A few records:
■ ■ ■
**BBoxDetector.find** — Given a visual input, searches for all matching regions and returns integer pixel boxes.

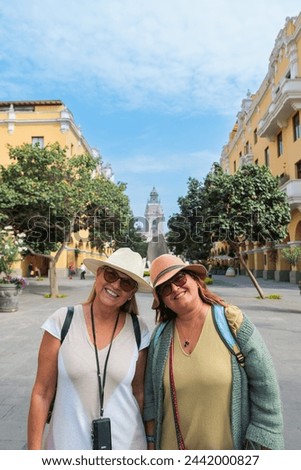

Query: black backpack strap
[131,313,141,351]
[61,307,74,343]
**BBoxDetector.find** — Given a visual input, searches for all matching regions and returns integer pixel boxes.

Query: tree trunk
[238,253,264,299]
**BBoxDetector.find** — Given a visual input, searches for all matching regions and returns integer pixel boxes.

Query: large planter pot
[0,284,20,312]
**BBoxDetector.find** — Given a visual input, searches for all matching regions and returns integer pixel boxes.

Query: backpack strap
■ ■ ■
**REQUIREMENTS**
Copy all the rows above, replacing "strap" with "band" throughout and changing nothing else. Leave the pictures out of your copy.

**CORRECT ANSWER**
**BBoxDetector.find** — Given a visual input, searches for all matching regions and returns integer pixel boxes.


Query: black backpack band
[131,313,141,351]
[61,307,74,343]
**BBoxDetector.find** — Given a visual input, searches for all matching regions and returns integer pixel boxes.

Query: tree trunk
[238,253,264,299]
**BBoxDetector.find** — Given a visual input, searches for all matching regions and returns integer pixel boxes.

Query: large planter pot
[0,284,20,312]
**BBoxDetector.find** — Given a visual input, searches for all matching regions and returns integer pixel boxes.

Query: backpack band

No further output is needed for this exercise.